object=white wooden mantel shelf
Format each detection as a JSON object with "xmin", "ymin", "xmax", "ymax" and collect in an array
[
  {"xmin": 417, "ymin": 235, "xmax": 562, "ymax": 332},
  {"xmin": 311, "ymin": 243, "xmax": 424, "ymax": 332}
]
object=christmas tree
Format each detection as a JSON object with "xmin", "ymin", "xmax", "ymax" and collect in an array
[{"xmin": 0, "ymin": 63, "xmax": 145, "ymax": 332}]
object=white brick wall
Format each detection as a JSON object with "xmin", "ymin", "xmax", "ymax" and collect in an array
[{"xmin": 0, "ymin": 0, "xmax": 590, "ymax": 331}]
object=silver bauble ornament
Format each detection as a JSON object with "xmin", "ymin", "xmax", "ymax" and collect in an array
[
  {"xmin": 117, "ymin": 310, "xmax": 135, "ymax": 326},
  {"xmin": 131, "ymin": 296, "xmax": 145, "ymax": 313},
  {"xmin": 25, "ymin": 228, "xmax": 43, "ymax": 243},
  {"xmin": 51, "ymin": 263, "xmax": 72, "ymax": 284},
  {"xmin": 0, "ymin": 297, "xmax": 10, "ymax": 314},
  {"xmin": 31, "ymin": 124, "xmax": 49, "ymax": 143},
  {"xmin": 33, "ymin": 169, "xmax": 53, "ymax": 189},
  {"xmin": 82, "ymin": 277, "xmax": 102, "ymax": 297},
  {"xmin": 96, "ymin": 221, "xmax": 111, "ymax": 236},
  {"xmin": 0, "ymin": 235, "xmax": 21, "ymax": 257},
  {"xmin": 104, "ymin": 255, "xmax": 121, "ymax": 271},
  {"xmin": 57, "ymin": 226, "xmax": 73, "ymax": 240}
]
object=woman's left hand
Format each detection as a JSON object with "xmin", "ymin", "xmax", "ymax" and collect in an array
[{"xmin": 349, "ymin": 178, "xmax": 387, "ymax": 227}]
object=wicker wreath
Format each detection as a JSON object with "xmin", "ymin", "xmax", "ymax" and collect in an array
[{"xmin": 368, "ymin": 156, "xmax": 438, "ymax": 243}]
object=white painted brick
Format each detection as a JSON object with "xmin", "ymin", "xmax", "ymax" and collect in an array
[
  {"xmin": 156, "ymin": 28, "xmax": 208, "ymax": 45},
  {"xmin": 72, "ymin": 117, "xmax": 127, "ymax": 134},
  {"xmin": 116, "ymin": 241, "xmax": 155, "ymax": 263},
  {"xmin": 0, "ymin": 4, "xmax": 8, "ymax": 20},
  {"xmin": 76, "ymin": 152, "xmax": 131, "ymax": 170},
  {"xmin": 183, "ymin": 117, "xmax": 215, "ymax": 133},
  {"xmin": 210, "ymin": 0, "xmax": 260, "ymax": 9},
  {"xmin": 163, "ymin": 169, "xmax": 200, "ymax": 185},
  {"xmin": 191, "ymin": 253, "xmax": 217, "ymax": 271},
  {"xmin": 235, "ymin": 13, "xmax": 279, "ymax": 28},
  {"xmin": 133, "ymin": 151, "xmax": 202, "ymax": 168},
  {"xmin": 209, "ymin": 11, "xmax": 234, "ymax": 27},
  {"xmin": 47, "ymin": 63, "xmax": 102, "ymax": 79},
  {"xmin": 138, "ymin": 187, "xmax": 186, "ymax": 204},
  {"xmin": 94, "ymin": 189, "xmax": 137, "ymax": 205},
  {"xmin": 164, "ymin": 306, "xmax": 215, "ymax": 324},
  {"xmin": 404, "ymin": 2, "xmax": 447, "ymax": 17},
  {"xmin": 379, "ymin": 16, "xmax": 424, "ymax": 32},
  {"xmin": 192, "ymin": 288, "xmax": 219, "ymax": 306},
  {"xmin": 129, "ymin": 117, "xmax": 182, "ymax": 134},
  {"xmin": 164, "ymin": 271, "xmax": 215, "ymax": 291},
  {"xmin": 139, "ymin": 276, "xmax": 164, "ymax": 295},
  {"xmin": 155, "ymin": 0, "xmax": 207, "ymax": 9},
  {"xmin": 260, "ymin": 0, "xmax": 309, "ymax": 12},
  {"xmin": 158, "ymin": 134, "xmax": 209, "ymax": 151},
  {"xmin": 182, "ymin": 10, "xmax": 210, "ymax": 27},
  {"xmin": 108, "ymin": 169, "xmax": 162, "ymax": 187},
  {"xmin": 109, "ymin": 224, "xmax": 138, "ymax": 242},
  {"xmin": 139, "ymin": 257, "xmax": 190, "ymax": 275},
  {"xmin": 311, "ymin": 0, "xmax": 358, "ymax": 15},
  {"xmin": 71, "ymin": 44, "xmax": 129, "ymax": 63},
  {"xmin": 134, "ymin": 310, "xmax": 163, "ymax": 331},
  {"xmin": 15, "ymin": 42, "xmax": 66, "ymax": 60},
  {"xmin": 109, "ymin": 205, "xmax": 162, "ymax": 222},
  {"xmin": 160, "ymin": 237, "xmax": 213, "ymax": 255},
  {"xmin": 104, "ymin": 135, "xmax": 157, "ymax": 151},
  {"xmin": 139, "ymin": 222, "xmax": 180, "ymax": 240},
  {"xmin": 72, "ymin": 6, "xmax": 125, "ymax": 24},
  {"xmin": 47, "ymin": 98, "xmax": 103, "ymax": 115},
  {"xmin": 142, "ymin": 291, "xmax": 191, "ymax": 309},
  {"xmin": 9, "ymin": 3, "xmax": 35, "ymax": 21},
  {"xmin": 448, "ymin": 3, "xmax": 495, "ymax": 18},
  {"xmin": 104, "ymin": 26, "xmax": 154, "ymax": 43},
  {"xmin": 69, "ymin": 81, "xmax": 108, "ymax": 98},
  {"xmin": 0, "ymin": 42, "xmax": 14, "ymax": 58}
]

== == ==

## Work to do
Every record above should be output exactly.

## Response to the task
object=white wooden mantel shelf
Format each detection as a JSON object with "xmin", "ymin", "xmax", "ymax" and collect in an array
[
  {"xmin": 417, "ymin": 235, "xmax": 562, "ymax": 332},
  {"xmin": 311, "ymin": 243, "xmax": 424, "ymax": 332}
]
object=christmas tree
Format each detection as a JSON object with "xmin", "ymin", "xmax", "ymax" and collect in an array
[{"xmin": 0, "ymin": 63, "xmax": 145, "ymax": 332}]
object=white brick wall
Format each detection as a JSON object with "xmin", "ymin", "xmax", "ymax" and collect in an array
[{"xmin": 0, "ymin": 0, "xmax": 590, "ymax": 331}]
object=silver bauble ornament
Format each detection as a JSON object with "xmin", "ymin", "xmax", "ymax" and collect in an array
[
  {"xmin": 117, "ymin": 310, "xmax": 135, "ymax": 326},
  {"xmin": 131, "ymin": 296, "xmax": 145, "ymax": 313},
  {"xmin": 25, "ymin": 228, "xmax": 43, "ymax": 243},
  {"xmin": 51, "ymin": 263, "xmax": 72, "ymax": 284},
  {"xmin": 0, "ymin": 297, "xmax": 10, "ymax": 314},
  {"xmin": 31, "ymin": 124, "xmax": 49, "ymax": 143},
  {"xmin": 33, "ymin": 169, "xmax": 53, "ymax": 189},
  {"xmin": 82, "ymin": 277, "xmax": 102, "ymax": 297},
  {"xmin": 96, "ymin": 221, "xmax": 111, "ymax": 236},
  {"xmin": 0, "ymin": 235, "xmax": 21, "ymax": 257},
  {"xmin": 104, "ymin": 255, "xmax": 121, "ymax": 271},
  {"xmin": 57, "ymin": 226, "xmax": 73, "ymax": 240}
]
object=woman's left hand
Format each detection as a JSON object with "xmin", "ymin", "xmax", "ymax" and collect in an array
[{"xmin": 349, "ymin": 178, "xmax": 387, "ymax": 227}]
object=wicker wreath
Format each detection as a JSON object with "xmin", "ymin", "xmax", "ymax" and collect in an array
[{"xmin": 368, "ymin": 156, "xmax": 438, "ymax": 243}]
object=white painted brick
Format each detection as a JSON object with "xmin", "ymin", "xmax", "ymax" and collect in an array
[
  {"xmin": 156, "ymin": 28, "xmax": 208, "ymax": 45},
  {"xmin": 72, "ymin": 117, "xmax": 127, "ymax": 134},
  {"xmin": 116, "ymin": 241, "xmax": 155, "ymax": 263},
  {"xmin": 0, "ymin": 4, "xmax": 8, "ymax": 20},
  {"xmin": 76, "ymin": 152, "xmax": 131, "ymax": 170},
  {"xmin": 183, "ymin": 117, "xmax": 215, "ymax": 133},
  {"xmin": 210, "ymin": 0, "xmax": 260, "ymax": 9},
  {"xmin": 163, "ymin": 169, "xmax": 200, "ymax": 185},
  {"xmin": 191, "ymin": 253, "xmax": 217, "ymax": 271},
  {"xmin": 235, "ymin": 13, "xmax": 279, "ymax": 28},
  {"xmin": 133, "ymin": 151, "xmax": 202, "ymax": 168},
  {"xmin": 209, "ymin": 11, "xmax": 234, "ymax": 27},
  {"xmin": 47, "ymin": 63, "xmax": 102, "ymax": 79},
  {"xmin": 138, "ymin": 187, "xmax": 186, "ymax": 204},
  {"xmin": 94, "ymin": 189, "xmax": 137, "ymax": 205},
  {"xmin": 164, "ymin": 306, "xmax": 215, "ymax": 324},
  {"xmin": 404, "ymin": 2, "xmax": 447, "ymax": 17},
  {"xmin": 379, "ymin": 16, "xmax": 424, "ymax": 32},
  {"xmin": 192, "ymin": 288, "xmax": 219, "ymax": 306},
  {"xmin": 129, "ymin": 117, "xmax": 182, "ymax": 134},
  {"xmin": 164, "ymin": 271, "xmax": 215, "ymax": 291},
  {"xmin": 139, "ymin": 276, "xmax": 164, "ymax": 295},
  {"xmin": 155, "ymin": 0, "xmax": 207, "ymax": 9},
  {"xmin": 260, "ymin": 0, "xmax": 309, "ymax": 12},
  {"xmin": 158, "ymin": 134, "xmax": 209, "ymax": 151},
  {"xmin": 182, "ymin": 10, "xmax": 210, "ymax": 27},
  {"xmin": 108, "ymin": 169, "xmax": 162, "ymax": 187},
  {"xmin": 109, "ymin": 224, "xmax": 138, "ymax": 242},
  {"xmin": 139, "ymin": 257, "xmax": 190, "ymax": 275},
  {"xmin": 311, "ymin": 0, "xmax": 358, "ymax": 15},
  {"xmin": 71, "ymin": 44, "xmax": 129, "ymax": 63},
  {"xmin": 134, "ymin": 310, "xmax": 163, "ymax": 331},
  {"xmin": 15, "ymin": 42, "xmax": 66, "ymax": 60},
  {"xmin": 109, "ymin": 205, "xmax": 162, "ymax": 222},
  {"xmin": 160, "ymin": 237, "xmax": 213, "ymax": 255},
  {"xmin": 104, "ymin": 135, "xmax": 157, "ymax": 151},
  {"xmin": 139, "ymin": 222, "xmax": 180, "ymax": 240},
  {"xmin": 72, "ymin": 6, "xmax": 125, "ymax": 24},
  {"xmin": 47, "ymin": 98, "xmax": 103, "ymax": 115},
  {"xmin": 142, "ymin": 291, "xmax": 191, "ymax": 309},
  {"xmin": 9, "ymin": 3, "xmax": 35, "ymax": 21},
  {"xmin": 448, "ymin": 3, "xmax": 495, "ymax": 18},
  {"xmin": 104, "ymin": 26, "xmax": 154, "ymax": 43},
  {"xmin": 69, "ymin": 81, "xmax": 108, "ymax": 98},
  {"xmin": 0, "ymin": 42, "xmax": 14, "ymax": 58}
]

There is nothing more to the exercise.